**Request**
According to the project description, what lets each peer process determine its identity, neighbors, and initial state before the network starts exchanging pieces?

**Text extract**

+ + + + +

Distributed systems
Peer-to-Peer File Sharing Project
A team networking and distributed-systems project that simulates BitTorrent-style file sharing with multiple peer processes, protocol messages, config-driven setup, and choke and unchoke logic.
Implementation highlights
Peer configuration and startup
The project uses config-driven setup so each peer process can determine its identity, neighbors, and initial state before the network starts exchanging pieces.
Message parsing and protocol flow
Peers communicate through structured messages, so building and parsing those messages consistently was a core part of keeping the whole system synchronized.
Choke and unchoke behavior
The most interesting logic sat around interest state, preferred neighbors, choking, unchoking, and the decisions that shape who can exchange pieces at a given moment.
Overview
This project explored distributed coordination through a BitTorrent-style peer-to-peer file sharing system built as a team project.

+ + + + +

**Coordinate annotation data**

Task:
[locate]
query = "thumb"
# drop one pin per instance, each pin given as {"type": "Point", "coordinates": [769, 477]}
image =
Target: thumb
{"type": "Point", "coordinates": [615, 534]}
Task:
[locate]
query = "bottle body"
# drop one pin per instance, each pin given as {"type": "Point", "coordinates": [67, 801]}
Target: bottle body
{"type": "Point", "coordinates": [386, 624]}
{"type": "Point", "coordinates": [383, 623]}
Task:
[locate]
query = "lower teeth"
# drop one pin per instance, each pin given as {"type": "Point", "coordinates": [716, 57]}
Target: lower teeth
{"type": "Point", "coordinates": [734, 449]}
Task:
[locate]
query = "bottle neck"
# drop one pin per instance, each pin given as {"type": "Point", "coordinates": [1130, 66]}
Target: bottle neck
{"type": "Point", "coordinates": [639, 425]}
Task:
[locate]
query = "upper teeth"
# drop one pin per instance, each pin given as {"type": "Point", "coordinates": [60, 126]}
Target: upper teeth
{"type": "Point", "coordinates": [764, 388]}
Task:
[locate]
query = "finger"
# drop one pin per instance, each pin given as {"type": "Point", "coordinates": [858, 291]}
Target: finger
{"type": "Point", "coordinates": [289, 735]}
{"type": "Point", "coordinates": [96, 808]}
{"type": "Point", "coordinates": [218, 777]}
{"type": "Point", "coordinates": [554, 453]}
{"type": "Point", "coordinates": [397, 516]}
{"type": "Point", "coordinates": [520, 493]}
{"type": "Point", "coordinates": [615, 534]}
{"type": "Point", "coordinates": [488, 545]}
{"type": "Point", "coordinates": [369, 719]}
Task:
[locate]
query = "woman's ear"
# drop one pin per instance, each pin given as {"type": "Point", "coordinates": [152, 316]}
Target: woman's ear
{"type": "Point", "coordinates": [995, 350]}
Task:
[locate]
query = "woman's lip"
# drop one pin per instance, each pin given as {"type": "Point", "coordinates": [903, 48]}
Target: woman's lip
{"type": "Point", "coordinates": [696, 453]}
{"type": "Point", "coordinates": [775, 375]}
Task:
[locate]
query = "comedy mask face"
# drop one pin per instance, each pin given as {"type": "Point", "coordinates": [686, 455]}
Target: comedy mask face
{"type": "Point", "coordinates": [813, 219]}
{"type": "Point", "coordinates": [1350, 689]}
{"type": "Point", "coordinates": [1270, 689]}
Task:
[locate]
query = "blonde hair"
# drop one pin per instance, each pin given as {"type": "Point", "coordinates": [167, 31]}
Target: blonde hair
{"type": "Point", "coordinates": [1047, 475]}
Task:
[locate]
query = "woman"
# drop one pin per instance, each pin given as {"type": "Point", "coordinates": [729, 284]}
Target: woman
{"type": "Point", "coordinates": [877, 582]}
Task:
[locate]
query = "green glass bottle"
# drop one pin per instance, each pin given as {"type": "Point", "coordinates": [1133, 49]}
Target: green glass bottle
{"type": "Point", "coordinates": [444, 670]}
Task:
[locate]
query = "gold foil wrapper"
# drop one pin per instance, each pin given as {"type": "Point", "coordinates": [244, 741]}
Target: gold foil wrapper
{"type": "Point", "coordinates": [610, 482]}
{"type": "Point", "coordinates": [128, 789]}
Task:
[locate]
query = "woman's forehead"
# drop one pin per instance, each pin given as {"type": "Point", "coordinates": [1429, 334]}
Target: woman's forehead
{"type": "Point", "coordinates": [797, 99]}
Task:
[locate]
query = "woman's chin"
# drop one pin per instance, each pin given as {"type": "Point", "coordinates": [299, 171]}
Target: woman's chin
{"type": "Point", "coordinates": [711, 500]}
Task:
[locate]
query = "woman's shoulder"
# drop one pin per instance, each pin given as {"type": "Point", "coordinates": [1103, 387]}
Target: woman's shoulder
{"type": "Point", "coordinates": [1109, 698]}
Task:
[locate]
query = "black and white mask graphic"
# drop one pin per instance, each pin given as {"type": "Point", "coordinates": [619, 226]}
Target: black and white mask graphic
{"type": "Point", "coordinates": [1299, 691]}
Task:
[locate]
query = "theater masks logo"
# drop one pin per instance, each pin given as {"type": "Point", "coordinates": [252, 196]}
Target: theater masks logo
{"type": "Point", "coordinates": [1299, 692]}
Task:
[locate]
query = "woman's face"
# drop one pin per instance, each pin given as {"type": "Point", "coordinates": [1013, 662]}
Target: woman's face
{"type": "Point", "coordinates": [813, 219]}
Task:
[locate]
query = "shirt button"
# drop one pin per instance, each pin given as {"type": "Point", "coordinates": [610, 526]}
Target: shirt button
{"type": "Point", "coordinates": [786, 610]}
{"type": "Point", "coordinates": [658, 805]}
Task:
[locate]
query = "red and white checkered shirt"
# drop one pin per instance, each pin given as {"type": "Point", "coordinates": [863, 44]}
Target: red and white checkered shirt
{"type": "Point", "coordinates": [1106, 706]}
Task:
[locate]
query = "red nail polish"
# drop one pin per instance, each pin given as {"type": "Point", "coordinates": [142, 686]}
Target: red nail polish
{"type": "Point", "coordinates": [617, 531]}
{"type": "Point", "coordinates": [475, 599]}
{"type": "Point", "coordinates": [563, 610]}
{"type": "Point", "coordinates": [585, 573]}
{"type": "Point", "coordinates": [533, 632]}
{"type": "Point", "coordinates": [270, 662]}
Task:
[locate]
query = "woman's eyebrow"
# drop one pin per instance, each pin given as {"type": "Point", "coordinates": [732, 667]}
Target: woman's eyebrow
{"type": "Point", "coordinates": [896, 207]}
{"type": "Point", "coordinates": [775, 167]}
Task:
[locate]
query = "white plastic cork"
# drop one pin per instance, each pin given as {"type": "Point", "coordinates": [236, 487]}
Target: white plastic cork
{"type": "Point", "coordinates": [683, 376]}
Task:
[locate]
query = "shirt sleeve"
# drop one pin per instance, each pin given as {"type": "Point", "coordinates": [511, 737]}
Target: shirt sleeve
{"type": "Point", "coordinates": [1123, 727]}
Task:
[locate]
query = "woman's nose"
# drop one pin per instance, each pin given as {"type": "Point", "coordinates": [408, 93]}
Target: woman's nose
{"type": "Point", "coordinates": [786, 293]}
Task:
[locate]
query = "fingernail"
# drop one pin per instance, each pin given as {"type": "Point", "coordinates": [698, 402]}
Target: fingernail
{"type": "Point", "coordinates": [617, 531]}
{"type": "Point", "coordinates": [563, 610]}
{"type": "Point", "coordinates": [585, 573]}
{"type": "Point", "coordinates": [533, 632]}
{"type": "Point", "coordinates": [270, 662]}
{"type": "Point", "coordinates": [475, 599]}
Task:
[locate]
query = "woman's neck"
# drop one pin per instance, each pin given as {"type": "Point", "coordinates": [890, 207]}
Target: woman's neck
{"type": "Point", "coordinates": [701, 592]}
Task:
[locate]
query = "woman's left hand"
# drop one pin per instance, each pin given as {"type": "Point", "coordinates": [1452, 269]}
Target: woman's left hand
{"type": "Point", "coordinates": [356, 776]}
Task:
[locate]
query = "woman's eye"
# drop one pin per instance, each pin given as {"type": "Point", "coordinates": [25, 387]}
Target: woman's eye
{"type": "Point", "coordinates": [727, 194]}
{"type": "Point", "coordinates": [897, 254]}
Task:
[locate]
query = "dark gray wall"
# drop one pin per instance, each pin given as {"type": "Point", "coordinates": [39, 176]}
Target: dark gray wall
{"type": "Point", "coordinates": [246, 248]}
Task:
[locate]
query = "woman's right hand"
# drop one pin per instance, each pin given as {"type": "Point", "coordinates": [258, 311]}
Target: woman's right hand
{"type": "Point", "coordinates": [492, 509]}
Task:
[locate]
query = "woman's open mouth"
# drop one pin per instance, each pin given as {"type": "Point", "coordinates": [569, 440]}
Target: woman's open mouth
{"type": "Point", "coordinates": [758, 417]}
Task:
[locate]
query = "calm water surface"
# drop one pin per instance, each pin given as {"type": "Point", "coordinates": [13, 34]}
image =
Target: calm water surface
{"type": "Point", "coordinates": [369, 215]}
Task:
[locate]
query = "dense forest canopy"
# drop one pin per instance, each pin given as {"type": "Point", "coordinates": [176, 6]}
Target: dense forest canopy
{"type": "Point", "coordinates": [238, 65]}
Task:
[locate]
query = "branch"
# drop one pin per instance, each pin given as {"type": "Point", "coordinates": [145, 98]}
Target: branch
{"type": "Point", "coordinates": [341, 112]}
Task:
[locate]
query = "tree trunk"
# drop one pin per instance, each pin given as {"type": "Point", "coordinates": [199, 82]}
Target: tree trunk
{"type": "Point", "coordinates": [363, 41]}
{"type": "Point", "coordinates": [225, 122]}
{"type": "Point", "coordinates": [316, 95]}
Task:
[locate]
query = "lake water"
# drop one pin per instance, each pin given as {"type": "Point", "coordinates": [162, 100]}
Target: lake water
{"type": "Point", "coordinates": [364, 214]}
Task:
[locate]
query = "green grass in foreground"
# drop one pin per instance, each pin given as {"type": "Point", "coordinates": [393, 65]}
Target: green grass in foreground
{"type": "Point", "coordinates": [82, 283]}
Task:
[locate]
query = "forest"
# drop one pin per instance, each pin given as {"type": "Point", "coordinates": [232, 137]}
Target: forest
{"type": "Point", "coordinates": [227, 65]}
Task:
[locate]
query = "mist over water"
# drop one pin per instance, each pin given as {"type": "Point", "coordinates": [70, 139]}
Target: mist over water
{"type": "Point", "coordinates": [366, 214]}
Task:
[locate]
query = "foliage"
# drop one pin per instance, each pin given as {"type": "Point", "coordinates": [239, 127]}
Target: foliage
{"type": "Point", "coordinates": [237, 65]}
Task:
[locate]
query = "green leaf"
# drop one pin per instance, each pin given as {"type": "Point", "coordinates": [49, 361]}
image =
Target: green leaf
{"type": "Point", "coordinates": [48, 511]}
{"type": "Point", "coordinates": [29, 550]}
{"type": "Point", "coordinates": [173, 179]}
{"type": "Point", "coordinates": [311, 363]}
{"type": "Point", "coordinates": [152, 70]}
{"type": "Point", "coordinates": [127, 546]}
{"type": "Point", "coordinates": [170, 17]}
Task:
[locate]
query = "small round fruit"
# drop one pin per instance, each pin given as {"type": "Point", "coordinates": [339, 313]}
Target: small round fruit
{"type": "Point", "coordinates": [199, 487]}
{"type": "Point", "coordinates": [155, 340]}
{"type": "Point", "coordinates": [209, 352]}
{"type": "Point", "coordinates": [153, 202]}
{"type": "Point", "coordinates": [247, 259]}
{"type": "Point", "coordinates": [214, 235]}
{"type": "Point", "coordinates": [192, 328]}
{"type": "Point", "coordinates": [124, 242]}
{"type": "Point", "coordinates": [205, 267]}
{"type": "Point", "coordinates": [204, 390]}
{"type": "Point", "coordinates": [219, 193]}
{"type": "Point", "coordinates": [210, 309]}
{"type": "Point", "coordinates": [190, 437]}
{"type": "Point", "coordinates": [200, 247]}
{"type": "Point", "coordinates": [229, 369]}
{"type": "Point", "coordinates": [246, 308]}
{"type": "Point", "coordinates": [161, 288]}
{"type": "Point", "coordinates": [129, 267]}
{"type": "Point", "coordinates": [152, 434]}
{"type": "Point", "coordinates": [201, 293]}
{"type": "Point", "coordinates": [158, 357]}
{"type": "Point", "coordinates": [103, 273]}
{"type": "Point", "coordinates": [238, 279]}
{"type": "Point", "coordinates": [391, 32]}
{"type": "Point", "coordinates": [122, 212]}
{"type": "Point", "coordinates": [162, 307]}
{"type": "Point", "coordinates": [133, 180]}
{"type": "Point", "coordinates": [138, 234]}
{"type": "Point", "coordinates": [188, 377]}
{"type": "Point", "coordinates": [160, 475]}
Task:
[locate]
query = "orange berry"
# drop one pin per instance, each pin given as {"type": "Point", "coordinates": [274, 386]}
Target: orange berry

+ + + + +

**Task result**
Config-driven setup.